TEXT BLOCK:
And then there are the third party sales. Just as AWS is a platform both for Amazon’s own internal technologies and for thousands of startups, so too the logistics and commerce infrastructure themselves are a platform for lots and lots of different Amazon businesses, and also for lots of other companies selling physical products through Amazon’s site. Third party sales of products through Amazon’s own platform are now 40% of unit sales, and the fees charged to these vendors are now 20% of Amazon’s revenue.

This means, in passing, that for close to half of the units sold on Amazon.com, Amazon does not set the price, it just takes a margin. This alone should point to the weakness of the idea that Amazon’s growth is based on selling at cost or at a loss.

The tricky thing about these third party (‘3P’) sales is that Amazon only recognizes revenue from the services it provides to those companies, not the value of the goods sold. So if you buy a pair of shoes on Amazon from a third party, Amazon might collect payment through your Amazon account and ship them from its warehouse using its shipping partners—but only show the shipping and payment fees it charged to the shoe vendor as revenue. It does not disclose the gross revenue (‘GMV’). Given that (as it does disclose) third party sales tend to have a higher unit value, this means that the total value of goods that pass though Amazon with Amazon taking a percentage is perhaps double the revenue that Amazon actually reports. So, the revenue line is not really telling you what’s going on, and this is also one reason why gross margin is pretty misleading too. Gross profit has risen from 22.4% in 2011 to 27.2% in 2013, but this does not really reflect a change in consumer pricing and margins thereof, but rather this change in mix.

INFORMATION GIVEN:

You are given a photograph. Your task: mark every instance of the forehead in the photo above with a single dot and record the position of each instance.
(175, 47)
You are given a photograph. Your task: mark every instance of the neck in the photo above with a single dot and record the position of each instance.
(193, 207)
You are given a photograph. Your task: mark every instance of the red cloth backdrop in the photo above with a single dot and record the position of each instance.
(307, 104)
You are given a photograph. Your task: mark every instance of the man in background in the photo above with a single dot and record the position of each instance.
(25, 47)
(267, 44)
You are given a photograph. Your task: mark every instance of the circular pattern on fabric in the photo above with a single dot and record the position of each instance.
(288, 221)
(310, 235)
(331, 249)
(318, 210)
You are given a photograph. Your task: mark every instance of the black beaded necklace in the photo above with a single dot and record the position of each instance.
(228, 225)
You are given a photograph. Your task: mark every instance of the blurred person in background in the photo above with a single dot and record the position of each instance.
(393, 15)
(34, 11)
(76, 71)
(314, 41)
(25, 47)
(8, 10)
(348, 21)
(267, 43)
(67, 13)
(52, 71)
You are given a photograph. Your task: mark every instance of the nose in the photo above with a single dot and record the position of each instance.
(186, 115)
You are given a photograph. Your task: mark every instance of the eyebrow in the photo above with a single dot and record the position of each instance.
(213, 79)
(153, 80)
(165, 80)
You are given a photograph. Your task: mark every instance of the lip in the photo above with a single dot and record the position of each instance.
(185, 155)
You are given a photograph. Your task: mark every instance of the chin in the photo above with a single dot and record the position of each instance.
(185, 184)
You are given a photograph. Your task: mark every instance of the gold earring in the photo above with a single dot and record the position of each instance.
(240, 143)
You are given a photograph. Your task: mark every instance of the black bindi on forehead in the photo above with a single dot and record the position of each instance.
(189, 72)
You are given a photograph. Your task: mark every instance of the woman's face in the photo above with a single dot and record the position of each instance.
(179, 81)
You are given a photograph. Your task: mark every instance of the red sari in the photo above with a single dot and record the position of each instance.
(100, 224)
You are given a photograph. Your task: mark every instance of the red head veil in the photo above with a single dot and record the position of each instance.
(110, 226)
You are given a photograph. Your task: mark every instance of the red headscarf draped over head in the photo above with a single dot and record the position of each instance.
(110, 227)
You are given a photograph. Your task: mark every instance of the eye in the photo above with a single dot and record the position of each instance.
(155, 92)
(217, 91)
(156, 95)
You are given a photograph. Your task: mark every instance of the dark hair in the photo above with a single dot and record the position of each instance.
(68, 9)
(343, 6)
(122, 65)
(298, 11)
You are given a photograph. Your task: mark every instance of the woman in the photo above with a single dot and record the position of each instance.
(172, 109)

TASKS FOR THIS EXERCISE:
1. Extract the stretch of the passage on Amazon's third-party sales from "This means, in" through "or at a loss.".
2. Rewrite the entries from the line containing "the black bindi" through the end of the entries, changing "single dot" to "single marker" and leaving everything else as it is. Give only those lines.
The passage and the entries were taken from unrelated sources.

SOLUTIONS PER TASK:
1.
This means, in passing, that for close to half of the units sold on Amazon.com, Amazon does not set the price, it just takes a margin. This alone should point to the weakness of the idea that Amazon’s growth is based on selling at cost or at a loss.

2.
You are given a photograph. Your task: mark every instance of the black bindi on forehead in the photo above with a single marker and record the position of each instance.
(189, 72)
You are given a photograph. Your task: mark every instance of the woman's face in the photo above with a single marker and record the position of each instance.
(179, 81)
You are given a photograph. Your task: mark every instance of the red sari in the photo above with a single marker and record the position of each instance.
(100, 224)
You are given a photograph. Your task: mark every instance of the red head veil in the photo above with a single marker and record the position of each instance.
(110, 226)
You are given a photograph. Your task: mark every instance of the red headscarf draped over head in the photo above with a single marker and record the position of each instance.
(110, 227)
You are given a photograph. Your task: mark every instance of the eye in the photo above with a single marker and record the position of each instance.
(155, 92)
(217, 91)
(156, 95)
You are given a photograph. Your task: mark every instance of the dark hair in the photo above with a single marker and record the position of each instance.
(68, 9)
(343, 6)
(122, 65)
(298, 11)
You are given a photograph. Your task: mark every instance of the woman in the photo above with a single marker and record the position of each instance.
(172, 109)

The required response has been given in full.